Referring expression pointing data
+ + + + + + +
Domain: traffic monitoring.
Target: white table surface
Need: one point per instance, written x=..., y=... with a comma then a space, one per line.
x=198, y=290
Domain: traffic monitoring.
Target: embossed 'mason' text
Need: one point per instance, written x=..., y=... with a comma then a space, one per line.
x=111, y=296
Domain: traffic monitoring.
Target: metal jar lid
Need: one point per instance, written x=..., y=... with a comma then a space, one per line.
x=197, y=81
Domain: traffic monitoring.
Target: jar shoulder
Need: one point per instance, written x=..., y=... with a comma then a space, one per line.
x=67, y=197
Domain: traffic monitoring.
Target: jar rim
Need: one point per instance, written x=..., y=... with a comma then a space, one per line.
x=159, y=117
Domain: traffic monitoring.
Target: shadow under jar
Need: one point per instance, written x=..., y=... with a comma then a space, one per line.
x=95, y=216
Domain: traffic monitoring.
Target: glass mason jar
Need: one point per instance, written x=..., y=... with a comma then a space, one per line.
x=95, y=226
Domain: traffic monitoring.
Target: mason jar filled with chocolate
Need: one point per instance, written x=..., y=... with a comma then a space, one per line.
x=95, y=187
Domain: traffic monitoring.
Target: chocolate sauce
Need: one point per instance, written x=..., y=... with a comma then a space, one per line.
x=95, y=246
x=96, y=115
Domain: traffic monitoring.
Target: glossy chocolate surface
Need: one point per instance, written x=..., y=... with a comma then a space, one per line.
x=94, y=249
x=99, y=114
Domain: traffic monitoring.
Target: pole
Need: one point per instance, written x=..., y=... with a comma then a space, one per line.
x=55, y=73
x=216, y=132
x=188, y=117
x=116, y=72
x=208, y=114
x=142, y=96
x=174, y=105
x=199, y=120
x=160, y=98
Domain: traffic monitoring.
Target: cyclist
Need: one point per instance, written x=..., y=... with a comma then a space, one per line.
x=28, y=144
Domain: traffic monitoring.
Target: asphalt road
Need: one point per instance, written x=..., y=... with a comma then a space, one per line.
+ + + + + + +
EXERCISE GOAL –
The data must be given again in full. Keep every line identical.

EXERCISE RESULT –
Domain: traffic monitoring.
Target: white table surface
Need: one point per instance, written x=..., y=... with a comma then a space, one per line.
x=198, y=290
Domain: traffic monitoring.
Target: embossed 'mason' text
Need: one point per instance, written x=..., y=... with a comma then a space, one per line.
x=111, y=296
Domain: traffic monitoring.
Target: metal jar lid
Need: one point per instance, written x=..., y=... with a comma then a space, one per line.
x=197, y=81
Domain: traffic monitoring.
Target: jar shoulder
Need: one point per instance, written x=..., y=... with a comma then a space, one per line.
x=67, y=197
Domain: traffic monitoring.
Target: jar rim
Need: one point per instance, written x=..., y=... with a comma then a space, one per line.
x=159, y=117
Domain: traffic monitoring.
Target: shadow under jar
Need: one point per instance, written x=..., y=... with a comma then a space, one per line.
x=95, y=216
Domain: traffic monitoring.
Target: glass mason jar
Need: one point per instance, written x=..., y=... with a comma then a space, one per line.
x=95, y=226
Domain: traffic monitoring.
Target: mason jar filled with chocolate
Need: one point per instance, written x=..., y=... with a comma then a space, one per line.
x=95, y=187
Domain: traffic monitoring.
Target: chocolate sauce
Need: one point per instance, written x=..., y=... with a comma then a space, one per line.
x=95, y=246
x=96, y=115
Domain: traffic monitoring.
Target: glossy chocolate surface
Need: one point per instance, written x=..., y=... with a comma then a space, one per line.
x=94, y=249
x=99, y=114
Domain: traffic monitoring.
Target: pole
Need: one point per instance, written x=..., y=... with a comma then a space, one per line.
x=55, y=73
x=216, y=132
x=188, y=117
x=116, y=72
x=208, y=114
x=142, y=96
x=174, y=105
x=199, y=120
x=160, y=98
Domain: traffic monitoring.
Target: cyclist
Need: one point per instance, written x=..., y=... with a comma then a space, one per line.
x=28, y=144
Domain: traffic monitoring.
Target: asphalt road
Need: one point per instance, written x=..., y=... with a comma then a space, one per line.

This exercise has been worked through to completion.